REDONDO BEACH — Somehow I always seem to miss the boat on whale-watching cruises. I'm usually on the one where the crew says: "You should have been on the morning cruise. There were whales as far as the eye could see."
That's why I hadn't gone whale watching for a few years; I was discouraged. But I've always wanted to see a whale in its natural habitat, its huge back arching out of the ocean, water spraying from its blowhole. So, on a Saturday in late January, I decided I was going to give the whales another chance. Since we live in L.A., my husband, Geoffrey, and I could easily do the cruise on a day trip, but we decided to make it into a mini-vacation with an overnight at the beach. What could be better than a weekend break from telephones and responsibilities without spending half our time traveling?
Every year from late December through early April gray whales, which can grow up to 50 feet long and weigh up to 40 tons, head south along the Pacific Coast for the warm waters off Baja California, where they will breed and give birth. Every year boats out of Redondo Beach and other Southern California ports run whale-watching cruises that strive to give passengers a peek at these migrating mammals. The trick, of course, is to be on the whale-watching trip that actually sees a whale. The odds of spotting them are best January through March.
Because we had seats on an afternoon cruise out of Redondo Beach, we had plenty of time for lunch before our 1:30 departure. Geoffrey pushed the speed limits to the max on the 405 Freeway in his eagerness for a crab feast at Redondo Beach's King Harbor.
We parked the car and strolled along a concrete walkway, which has a marina of berthed boats on the harbor side and a string of souvenir and food shops on the other. The weather was overcast, but the place was buzzing.

■ ■ ■ ■ ■ ■ ■

### [Task requirements]
a. According to the whale-watching article, how long can gray whales grow?
b. Reproduce the rows exactly, starting at the line containing "OBJECT_OF_INTEREST = fence post" and continuing to the end of the rows, with both ends included.
The article and the rows that follow it come from unrelated sources.

■ ■ ■ ■ ■ ■ ■

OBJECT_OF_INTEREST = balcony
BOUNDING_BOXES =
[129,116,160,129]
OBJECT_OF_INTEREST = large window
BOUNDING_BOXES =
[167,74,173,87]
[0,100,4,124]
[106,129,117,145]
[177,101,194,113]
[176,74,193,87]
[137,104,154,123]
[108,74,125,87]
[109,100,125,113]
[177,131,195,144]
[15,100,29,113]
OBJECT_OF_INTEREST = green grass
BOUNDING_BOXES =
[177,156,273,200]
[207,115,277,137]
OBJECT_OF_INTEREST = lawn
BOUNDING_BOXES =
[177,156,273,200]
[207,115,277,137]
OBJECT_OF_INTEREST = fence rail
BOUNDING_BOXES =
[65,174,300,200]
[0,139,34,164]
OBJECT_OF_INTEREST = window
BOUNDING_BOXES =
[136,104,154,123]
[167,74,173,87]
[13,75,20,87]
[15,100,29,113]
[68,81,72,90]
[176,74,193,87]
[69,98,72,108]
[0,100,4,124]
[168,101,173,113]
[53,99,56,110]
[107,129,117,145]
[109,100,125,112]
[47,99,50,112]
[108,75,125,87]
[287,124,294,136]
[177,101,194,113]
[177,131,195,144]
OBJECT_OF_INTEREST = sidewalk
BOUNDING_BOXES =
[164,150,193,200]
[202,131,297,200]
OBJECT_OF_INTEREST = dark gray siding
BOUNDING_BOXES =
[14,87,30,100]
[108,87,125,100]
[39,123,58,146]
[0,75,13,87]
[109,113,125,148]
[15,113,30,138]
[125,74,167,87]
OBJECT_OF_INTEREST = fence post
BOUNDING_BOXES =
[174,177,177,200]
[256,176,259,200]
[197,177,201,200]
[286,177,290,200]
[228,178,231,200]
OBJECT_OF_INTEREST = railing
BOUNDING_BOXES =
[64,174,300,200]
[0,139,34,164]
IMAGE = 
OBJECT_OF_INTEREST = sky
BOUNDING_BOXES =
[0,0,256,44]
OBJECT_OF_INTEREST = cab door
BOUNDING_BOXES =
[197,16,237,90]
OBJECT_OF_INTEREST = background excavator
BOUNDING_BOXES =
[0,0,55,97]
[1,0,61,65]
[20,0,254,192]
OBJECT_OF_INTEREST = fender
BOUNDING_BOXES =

■ ■ ■ ■ ■ ■ ■

### [Answers in order]
a. Up to 50 feet long.

b.
OBJECT_OF_INTEREST = fence post
BOUNDING_BOXES =
[174,177,177,200]
[256,176,259,200]
[197,177,201,200]
[286,177,290,200]
[228,178,231,200]
OBJECT_OF_INTEREST = railing
BOUNDING_BOXES =
[64,174,300,200]
[0,139,34,164]
IMAGE = 
OBJECT_OF_INTEREST = sky
BOUNDING_BOXES =
[0,0,256,44]
OBJECT_OF_INTEREST = cab door
BOUNDING_BOXES =
[197,16,237,90]
OBJECT_OF_INTEREST = background excavator
BOUNDING_BOXES =
[0,0,55,97]
[1,0,61,65]
[20,0,254,192]
OBJECT_OF_INTEREST = fender
BOUNDING_BOXES =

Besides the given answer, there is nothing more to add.